[Begin]
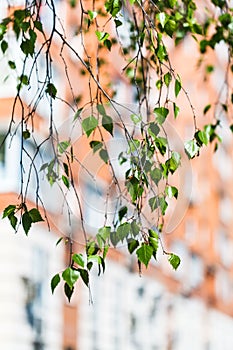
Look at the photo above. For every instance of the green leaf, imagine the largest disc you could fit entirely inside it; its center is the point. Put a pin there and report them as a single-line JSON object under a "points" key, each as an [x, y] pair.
{"points": [[108, 44], [13, 220], [70, 276], [107, 123], [135, 229], [132, 245], [51, 90], [162, 18], [174, 260], [91, 248], [62, 146], [161, 114], [118, 23], [78, 259], [173, 163], [101, 110], [156, 202], [68, 291], [104, 232], [59, 240], [114, 238], [153, 203], [113, 7], [153, 129], [101, 36], [4, 46], [123, 230], [153, 234], [176, 110], [171, 191], [163, 205], [24, 79], [133, 187], [167, 79], [85, 276], [154, 243], [170, 27], [122, 212], [161, 144], [26, 134], [144, 253], [89, 124], [106, 248], [96, 145], [156, 175], [94, 258], [77, 114], [136, 118], [54, 282], [92, 14], [26, 221], [202, 137], [66, 181], [9, 210], [104, 155], [12, 64], [38, 25], [35, 215], [207, 107], [177, 86], [191, 148]]}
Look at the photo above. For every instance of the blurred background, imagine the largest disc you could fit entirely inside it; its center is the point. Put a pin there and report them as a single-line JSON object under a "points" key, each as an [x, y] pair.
{"points": [[162, 309]]}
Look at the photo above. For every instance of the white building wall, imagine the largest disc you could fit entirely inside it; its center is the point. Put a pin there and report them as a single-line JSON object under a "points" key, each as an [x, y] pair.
{"points": [[16, 263]]}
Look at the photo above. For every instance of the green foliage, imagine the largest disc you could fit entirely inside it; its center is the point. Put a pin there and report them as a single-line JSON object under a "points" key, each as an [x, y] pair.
{"points": [[149, 159], [174, 260], [89, 125], [144, 253], [55, 281]]}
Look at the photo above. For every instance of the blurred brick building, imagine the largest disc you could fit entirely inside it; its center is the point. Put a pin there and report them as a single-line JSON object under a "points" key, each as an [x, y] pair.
{"points": [[191, 308]]}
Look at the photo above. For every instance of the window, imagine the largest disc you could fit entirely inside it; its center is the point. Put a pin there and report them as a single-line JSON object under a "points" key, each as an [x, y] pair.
{"points": [[2, 150], [94, 206]]}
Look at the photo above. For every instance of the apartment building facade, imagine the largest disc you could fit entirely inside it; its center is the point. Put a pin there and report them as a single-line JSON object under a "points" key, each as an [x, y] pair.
{"points": [[191, 308]]}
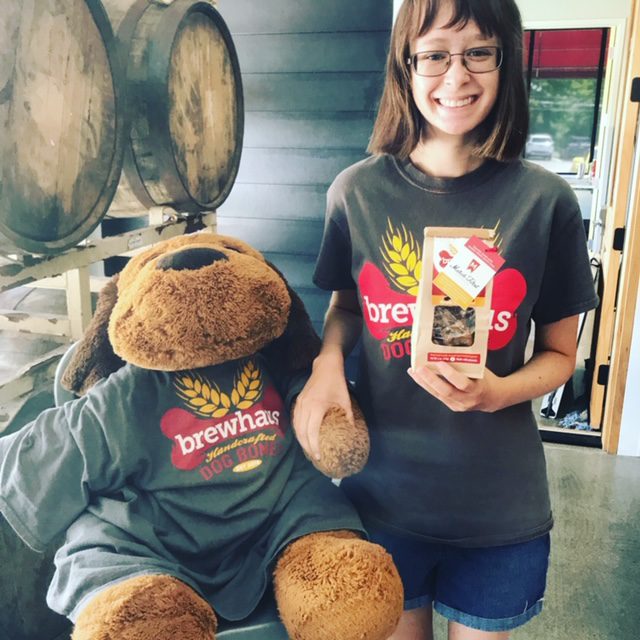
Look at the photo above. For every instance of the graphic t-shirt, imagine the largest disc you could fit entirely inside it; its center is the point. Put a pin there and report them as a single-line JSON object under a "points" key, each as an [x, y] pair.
{"points": [[471, 478], [195, 474]]}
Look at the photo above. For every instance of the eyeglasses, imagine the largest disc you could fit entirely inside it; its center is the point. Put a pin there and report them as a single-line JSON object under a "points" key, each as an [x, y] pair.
{"points": [[436, 63]]}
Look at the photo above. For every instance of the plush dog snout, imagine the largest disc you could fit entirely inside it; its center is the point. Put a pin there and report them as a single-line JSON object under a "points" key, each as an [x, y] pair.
{"points": [[191, 259]]}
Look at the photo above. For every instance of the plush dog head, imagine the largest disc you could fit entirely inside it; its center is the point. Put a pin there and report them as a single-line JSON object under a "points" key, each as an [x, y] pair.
{"points": [[190, 302]]}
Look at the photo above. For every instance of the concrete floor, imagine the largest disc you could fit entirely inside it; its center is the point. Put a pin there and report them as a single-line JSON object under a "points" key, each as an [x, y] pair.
{"points": [[594, 582]]}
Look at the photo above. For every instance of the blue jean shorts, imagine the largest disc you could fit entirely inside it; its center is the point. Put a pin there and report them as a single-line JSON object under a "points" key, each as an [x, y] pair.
{"points": [[487, 588]]}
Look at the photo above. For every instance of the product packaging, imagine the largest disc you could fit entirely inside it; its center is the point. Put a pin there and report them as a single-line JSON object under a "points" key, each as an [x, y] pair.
{"points": [[453, 310]]}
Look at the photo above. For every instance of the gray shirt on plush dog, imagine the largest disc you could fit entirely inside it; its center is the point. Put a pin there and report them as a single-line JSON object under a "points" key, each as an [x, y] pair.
{"points": [[194, 474]]}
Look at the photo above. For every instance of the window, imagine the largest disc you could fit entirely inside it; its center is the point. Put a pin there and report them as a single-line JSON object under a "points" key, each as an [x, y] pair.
{"points": [[564, 72]]}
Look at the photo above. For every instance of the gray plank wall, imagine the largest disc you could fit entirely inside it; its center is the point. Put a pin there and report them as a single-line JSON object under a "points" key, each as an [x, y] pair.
{"points": [[312, 78]]}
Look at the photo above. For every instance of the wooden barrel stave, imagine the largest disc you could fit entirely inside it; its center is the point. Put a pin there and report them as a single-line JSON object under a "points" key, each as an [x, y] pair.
{"points": [[64, 78], [61, 152], [185, 107]]}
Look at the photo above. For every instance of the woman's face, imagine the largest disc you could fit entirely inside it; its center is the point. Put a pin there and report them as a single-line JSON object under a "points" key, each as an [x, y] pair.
{"points": [[455, 103]]}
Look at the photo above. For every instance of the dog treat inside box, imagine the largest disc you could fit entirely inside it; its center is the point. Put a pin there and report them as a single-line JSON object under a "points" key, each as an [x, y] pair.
{"points": [[453, 311]]}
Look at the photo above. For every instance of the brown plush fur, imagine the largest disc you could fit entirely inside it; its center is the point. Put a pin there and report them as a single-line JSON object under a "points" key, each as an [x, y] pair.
{"points": [[170, 315], [221, 316], [335, 586], [94, 358], [153, 607]]}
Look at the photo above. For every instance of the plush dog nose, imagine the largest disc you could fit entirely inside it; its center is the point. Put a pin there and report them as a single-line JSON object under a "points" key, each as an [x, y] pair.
{"points": [[190, 259]]}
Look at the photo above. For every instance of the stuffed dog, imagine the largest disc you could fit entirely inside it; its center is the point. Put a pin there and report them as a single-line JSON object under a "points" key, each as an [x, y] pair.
{"points": [[178, 479]]}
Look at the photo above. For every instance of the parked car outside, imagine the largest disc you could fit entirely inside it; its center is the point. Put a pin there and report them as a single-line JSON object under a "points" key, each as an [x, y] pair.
{"points": [[539, 146], [577, 146]]}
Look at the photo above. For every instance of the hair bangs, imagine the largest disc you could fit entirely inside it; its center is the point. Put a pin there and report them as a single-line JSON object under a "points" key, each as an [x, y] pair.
{"points": [[463, 12]]}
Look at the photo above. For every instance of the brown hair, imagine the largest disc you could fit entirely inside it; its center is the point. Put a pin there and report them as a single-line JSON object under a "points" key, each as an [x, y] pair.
{"points": [[398, 125]]}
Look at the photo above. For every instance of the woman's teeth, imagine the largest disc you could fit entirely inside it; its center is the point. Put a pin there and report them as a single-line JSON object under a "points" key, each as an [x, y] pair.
{"points": [[455, 103]]}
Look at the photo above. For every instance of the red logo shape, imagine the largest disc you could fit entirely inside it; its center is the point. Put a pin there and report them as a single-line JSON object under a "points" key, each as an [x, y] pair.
{"points": [[382, 307], [509, 290], [193, 437], [445, 256]]}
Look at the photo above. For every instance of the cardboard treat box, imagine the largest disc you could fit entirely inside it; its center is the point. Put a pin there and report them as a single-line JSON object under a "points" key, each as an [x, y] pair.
{"points": [[453, 309]]}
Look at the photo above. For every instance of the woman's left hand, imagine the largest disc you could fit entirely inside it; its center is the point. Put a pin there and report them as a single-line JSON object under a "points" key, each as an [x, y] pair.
{"points": [[458, 392]]}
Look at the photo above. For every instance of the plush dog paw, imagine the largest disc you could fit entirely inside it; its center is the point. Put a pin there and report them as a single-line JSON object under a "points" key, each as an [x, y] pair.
{"points": [[152, 607], [344, 447], [334, 585]]}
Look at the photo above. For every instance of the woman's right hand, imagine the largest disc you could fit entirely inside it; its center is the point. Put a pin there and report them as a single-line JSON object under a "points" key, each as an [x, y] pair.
{"points": [[325, 388]]}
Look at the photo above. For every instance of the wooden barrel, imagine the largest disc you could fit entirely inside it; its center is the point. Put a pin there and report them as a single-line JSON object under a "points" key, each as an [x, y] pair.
{"points": [[185, 105], [61, 115]]}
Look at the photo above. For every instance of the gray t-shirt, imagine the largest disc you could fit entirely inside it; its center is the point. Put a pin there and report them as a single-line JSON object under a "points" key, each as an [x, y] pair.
{"points": [[194, 474], [473, 478]]}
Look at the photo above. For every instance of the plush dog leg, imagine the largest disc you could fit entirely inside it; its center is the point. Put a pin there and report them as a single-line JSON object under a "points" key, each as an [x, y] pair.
{"points": [[333, 586], [151, 607]]}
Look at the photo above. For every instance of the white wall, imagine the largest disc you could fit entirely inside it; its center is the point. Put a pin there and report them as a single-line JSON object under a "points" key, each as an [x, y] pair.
{"points": [[567, 10], [630, 428]]}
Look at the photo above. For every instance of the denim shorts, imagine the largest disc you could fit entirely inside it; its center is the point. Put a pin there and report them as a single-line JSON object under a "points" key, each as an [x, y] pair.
{"points": [[487, 588]]}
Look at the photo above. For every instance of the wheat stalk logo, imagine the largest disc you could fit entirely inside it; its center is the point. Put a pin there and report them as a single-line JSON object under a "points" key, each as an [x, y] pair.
{"points": [[402, 259], [206, 399]]}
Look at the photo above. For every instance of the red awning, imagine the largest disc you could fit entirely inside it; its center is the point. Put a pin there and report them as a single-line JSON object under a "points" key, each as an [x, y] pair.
{"points": [[565, 53]]}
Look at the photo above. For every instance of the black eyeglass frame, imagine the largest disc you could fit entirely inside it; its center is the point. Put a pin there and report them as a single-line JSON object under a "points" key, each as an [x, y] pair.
{"points": [[412, 60]]}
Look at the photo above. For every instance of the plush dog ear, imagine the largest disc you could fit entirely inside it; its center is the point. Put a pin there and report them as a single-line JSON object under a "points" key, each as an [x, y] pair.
{"points": [[93, 357], [299, 344]]}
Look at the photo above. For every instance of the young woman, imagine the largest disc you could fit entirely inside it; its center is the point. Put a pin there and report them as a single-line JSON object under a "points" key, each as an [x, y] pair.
{"points": [[455, 487]]}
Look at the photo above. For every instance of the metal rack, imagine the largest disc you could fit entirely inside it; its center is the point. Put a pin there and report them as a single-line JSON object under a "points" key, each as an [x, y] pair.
{"points": [[70, 270]]}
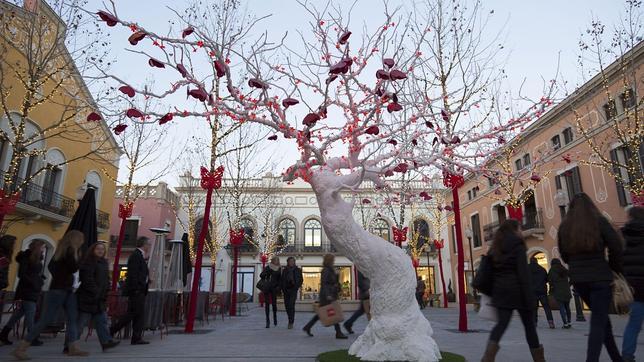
[End]
PROBLEM TO WORK ON: Starting at the line that has "Look at the photo above. For every instance of the metal" and continuing through the end of the rows, rewrite the rows with "metal rack" replaced by "wire shelf" and everything else unchanged, leaving the pictures out.

WRITTEN SOLUTION:
Look at the photo above. For every instance of the wire shelf, imagine the largest disc you could fit entirely inside it; its center is the point. Put a pin there and report them as a single-line JSON object under a "points" key, each as an [x, y] pair.
{"points": [[70, 270]]}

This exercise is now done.